* WHAT YOU WILL DO:
Set down the data below word for word, and leave the images aside.

* RECORDS SHOWN:
+ + + + + + +
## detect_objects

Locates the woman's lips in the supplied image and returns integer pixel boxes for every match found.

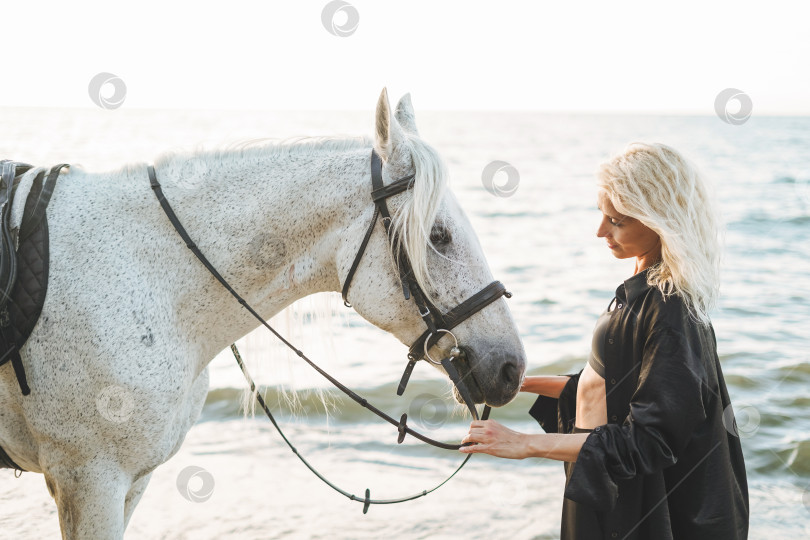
[607,242,618,250]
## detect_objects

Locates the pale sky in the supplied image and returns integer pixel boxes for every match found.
[2,0,808,113]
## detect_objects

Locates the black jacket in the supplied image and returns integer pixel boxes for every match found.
[529,270,749,539]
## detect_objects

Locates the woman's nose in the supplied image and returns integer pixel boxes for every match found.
[596,218,609,238]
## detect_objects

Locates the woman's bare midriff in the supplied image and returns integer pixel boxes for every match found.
[575,362,608,429]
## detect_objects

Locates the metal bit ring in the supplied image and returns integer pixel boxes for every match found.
[423,329,459,365]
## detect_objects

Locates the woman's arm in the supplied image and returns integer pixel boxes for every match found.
[460,420,589,462]
[520,375,571,398]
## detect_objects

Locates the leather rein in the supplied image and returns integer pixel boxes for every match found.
[147,149,511,512]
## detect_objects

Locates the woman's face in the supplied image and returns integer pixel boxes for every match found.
[596,191,661,261]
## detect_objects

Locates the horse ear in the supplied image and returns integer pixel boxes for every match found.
[394,93,419,136]
[374,87,408,163]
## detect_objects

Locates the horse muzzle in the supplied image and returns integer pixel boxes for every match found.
[454,345,524,408]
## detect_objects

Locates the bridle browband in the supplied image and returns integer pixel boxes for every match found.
[146,148,512,512]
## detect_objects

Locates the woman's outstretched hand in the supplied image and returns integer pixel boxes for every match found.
[459,419,529,459]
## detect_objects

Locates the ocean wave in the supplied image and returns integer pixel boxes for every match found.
[728,214,810,227]
[201,382,542,425]
[773,175,810,184]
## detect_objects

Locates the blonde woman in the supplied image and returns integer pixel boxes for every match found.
[461,143,749,539]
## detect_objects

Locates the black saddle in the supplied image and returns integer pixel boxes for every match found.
[0,160,68,396]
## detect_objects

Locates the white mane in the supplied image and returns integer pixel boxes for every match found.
[386,135,450,303]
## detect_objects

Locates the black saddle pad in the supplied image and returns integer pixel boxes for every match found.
[2,211,49,346]
[0,162,66,398]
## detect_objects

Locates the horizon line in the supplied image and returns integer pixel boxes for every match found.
[2,105,809,117]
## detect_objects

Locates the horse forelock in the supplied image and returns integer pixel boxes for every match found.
[388,135,449,305]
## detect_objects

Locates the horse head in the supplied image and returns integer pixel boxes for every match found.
[340,89,526,407]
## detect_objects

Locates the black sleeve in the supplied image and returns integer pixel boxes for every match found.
[528,370,583,434]
[563,313,710,511]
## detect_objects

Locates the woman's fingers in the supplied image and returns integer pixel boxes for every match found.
[459,433,489,453]
[461,420,499,446]
[459,420,529,459]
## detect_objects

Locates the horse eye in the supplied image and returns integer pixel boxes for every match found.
[429,225,452,246]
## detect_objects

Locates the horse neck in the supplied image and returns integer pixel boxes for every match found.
[157,144,371,364]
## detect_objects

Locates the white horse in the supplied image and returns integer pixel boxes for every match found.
[0,89,526,539]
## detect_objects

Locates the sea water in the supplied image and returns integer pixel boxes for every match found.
[0,107,808,539]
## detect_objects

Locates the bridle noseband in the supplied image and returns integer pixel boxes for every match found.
[342,149,511,418]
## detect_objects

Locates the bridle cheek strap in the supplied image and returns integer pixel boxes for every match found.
[341,152,413,307]
[341,204,380,307]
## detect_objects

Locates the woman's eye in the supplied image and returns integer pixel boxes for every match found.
[610,218,621,226]
[430,225,452,246]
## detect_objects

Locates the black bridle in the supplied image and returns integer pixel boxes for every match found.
[147,148,512,512]
[342,149,511,418]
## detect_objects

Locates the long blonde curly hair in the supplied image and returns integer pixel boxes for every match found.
[596,142,722,325]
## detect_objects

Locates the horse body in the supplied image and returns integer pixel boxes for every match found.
[0,90,526,539]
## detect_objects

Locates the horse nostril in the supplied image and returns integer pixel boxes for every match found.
[500,362,519,387]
+ + + + + + +
* EXERCISE ANSWER:
## detect_objects

Locates the woman's lips in the supplied image and returns integer pixel boxes for every match found.

[607,242,618,250]
## detect_objects

Locates the pale sky in the supplied image and returns integer pixel boxes for every match found.
[2,0,808,113]
## detect_objects

Locates the black jacket in the supplied image and returns integer pixel boxes for every match found.
[529,270,749,539]
## detect_objects

Locates the woman's nose in the supplied image and returns integer pixel boxes for every match found.
[596,218,609,238]
## detect_objects

Locates the woman's bare midriff in the supplied image and returns integer pixel boxes for every match found.
[575,362,608,429]
## detect_objects

Locates the metal bit ring in the supplied image and returns integer pixel boxes for every match found.
[423,329,459,365]
## detect_objects

Locates the woman's arm in the supplied image and returns integer pixel boxes for every match found.
[460,420,589,462]
[520,375,571,398]
## detect_objects

Locates the leather rein in the supplied image and returns integer pixel boxes for every match found.
[147,149,511,512]
## detect_objects

Locates the woman's face in the supplied image and returns integer pixel boxes for every match found.
[596,191,661,261]
## detect_objects

Locates the horse ear in the supplied image and returns integer pixel boxes for every match found.
[394,93,419,136]
[374,87,408,163]
## detect_objects

Locates the horse muzzle in the supplied image and returns integer pixel boxes for every match found.
[454,345,524,408]
## detect_objects

Locates the bridle browband in the supplied image and returns integer pixel boxes for every match found.
[146,148,512,512]
## detect_objects

Locates the woman's outstretched hand in the supplied image and returns integer pixel boxes for every match found.
[459,419,529,459]
## detect_objects

Locates the ocean wave in the supplied image and returns integer pixel boxes for every match found.
[728,214,810,227]
[201,382,542,425]
[773,175,810,184]
## detect_objects

Locates the blonde woman in the supplied image and returns integer pixel boxes for every match found.
[461,143,749,539]
## detect_objects

Locates the black saddle in the supplied image and returns integer pixel boxes for every match found.
[0,160,68,396]
## detect_objects

Locates the white mane in the supplied image and returns integer pixel boxes for every match found.
[386,135,450,303]
## detect_objects

Locates the black saddle pad in the supplied image and returns integer pixel boxes for every match found.
[2,211,49,346]
[0,162,66,398]
## detect_objects

Locates the horizon line in the supplied image and returns integer pixel boxes for every match found.
[2,105,809,117]
## detect_objects

Locates the horse forelock in the supplied image and returns integer pixel boxes for every match found.
[388,135,449,305]
## detect_objects

Locates the horse head in the supplied image and returns integer pixel boxes for every match found.
[340,89,526,407]
## detect_objects

Locates the black sleeve in the supplied image and returns integer pixel boxes for every match found.
[528,370,583,434]
[563,313,710,511]
## detect_objects

Locates the woman's fingers in the supplied image and returns integer pixel boxes for every match found.
[459,433,489,453]
[461,420,499,446]
[459,420,529,459]
## detect_objects

Locates the horse eye in the supplied image and returns integer pixel boxes for every match found.
[429,225,452,246]
## detect_objects

Locates the horse neck in the supplied image and returns integer pixel boxes for every match found.
[157,144,371,364]
## detect_objects

Locates the white horse in the supplied image and returns integer pixel boxes for every match found.
[0,89,526,539]
## detect_objects

Locates the sea water in the supplied image and returns integer pixel boxes for every match found.
[0,107,808,539]
## detect_objects

Locates the bridle noseband in the supplied image and returns integer pixel boxes for every match found.
[342,149,511,418]
## detect_objects

Locates the bridle cheek strap in the supplied image and returns integer pixel boxes for every match found.
[341,152,413,307]
[341,204,380,307]
## detect_objects

Locates the woman's eye in the supplied image and returns integer pixel boxes for every match found.
[610,218,621,226]
[430,225,452,246]
## detect_objects

Locates the black bridle in the supplied image and returns integer pixel boxes for every match found.
[147,148,512,512]
[342,149,511,418]
## detect_objects

Locates the long blonde curly hair in the supplied image and returns integer pixel boxes for every match found.
[596,142,722,325]
## detect_objects

Locates the horse body in the supplied image and returns integer pixel boxes for every match found.
[0,90,526,539]
## detect_objects

Locates the horse nostril in the supplied image and returns integer pixel boxes for every match found.
[500,362,519,387]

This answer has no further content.